● **Written exercise**
Please reproduce every one of the items below word for word, leaving out the pictures.
********
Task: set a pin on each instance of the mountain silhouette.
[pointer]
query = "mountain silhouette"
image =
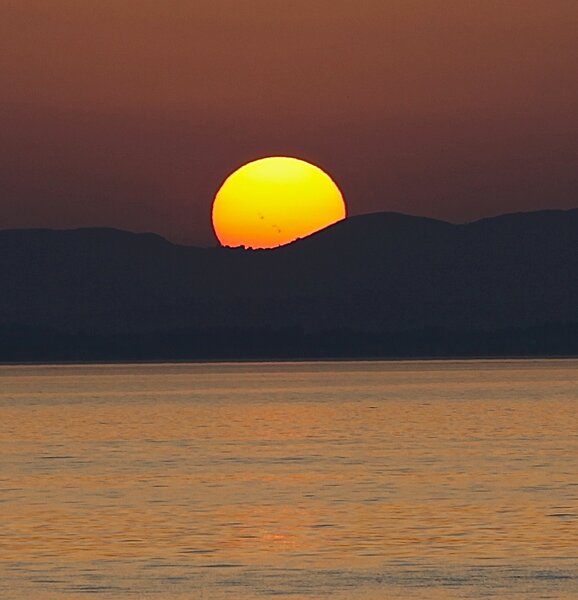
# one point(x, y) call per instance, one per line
point(379, 284)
********
● **Response to the exercise**
Task: set a pin on each instance of the mountain silhouette.
[pointer]
query = "mountain silhouette"
image =
# one point(x, y) call per instance, one per line
point(379, 284)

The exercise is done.